> Your assignment
Give the lines again, unchanged, starting with the line containing "Target: stone paving slab" and ending with the last line of the data below.

::: Listed records

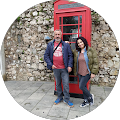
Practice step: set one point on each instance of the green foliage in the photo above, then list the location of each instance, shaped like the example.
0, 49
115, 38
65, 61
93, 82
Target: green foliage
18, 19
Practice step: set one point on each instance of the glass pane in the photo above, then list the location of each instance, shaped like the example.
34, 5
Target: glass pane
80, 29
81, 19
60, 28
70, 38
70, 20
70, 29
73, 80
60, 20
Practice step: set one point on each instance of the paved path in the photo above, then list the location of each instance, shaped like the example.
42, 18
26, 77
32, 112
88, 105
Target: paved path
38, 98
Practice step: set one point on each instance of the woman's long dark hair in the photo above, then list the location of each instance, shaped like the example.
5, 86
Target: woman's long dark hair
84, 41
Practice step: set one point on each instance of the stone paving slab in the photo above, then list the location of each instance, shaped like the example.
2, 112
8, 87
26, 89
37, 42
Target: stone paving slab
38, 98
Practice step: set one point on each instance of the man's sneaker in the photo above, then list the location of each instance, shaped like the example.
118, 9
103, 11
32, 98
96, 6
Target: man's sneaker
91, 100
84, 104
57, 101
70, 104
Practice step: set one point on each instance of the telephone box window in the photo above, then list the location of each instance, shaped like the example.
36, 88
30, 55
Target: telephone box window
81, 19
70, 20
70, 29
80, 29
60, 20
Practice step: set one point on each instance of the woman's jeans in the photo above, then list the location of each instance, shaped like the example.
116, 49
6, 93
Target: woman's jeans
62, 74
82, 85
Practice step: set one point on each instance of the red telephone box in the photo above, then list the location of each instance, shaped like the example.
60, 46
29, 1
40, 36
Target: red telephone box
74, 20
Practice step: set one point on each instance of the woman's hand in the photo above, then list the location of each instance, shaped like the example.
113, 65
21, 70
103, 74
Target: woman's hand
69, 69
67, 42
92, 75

::::::

> Result of this task
Target: stone paving slab
38, 98
Practice step: set one point on each instance of the man's sneaker in the photo above, then list the location of each instance, shaped like the example.
118, 9
103, 11
32, 98
96, 6
Target: man's sneaker
91, 100
84, 104
57, 101
70, 104
Practice step: set one point on each instance of the telephone box window in the photo above, then list the location of each instance, shaped like the example.
36, 88
30, 55
Target: telephone box window
81, 19
70, 20
70, 29
80, 29
60, 20
Practice step: set one point on each instance of the woman's jeans in the photo above, then list the location of each instance, shaped like the example.
116, 49
6, 93
Target: woman's jeans
62, 74
82, 85
Practice step: set one point on each instance of the red telephone box in the photo above, then list the location of each instance, shaped like the example.
60, 46
29, 1
40, 36
Target: red telephone box
74, 20
Practice step: set one point on each instance of the woman's hand in the photo above, then list the location of each instance, shaped like the example.
113, 65
21, 70
103, 74
Target: woman's hand
69, 69
67, 42
92, 75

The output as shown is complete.